- [DO THIS]: Copy the following lines word for word.

- [SUPPLIED INFORMATION]:
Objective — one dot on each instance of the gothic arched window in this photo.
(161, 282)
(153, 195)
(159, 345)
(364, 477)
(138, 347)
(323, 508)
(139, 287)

- [TASK RESULT]:
Objective — one dot on each instance of the gothic arched window in this photo.
(161, 282)
(153, 195)
(159, 345)
(364, 477)
(138, 347)
(323, 508)
(139, 287)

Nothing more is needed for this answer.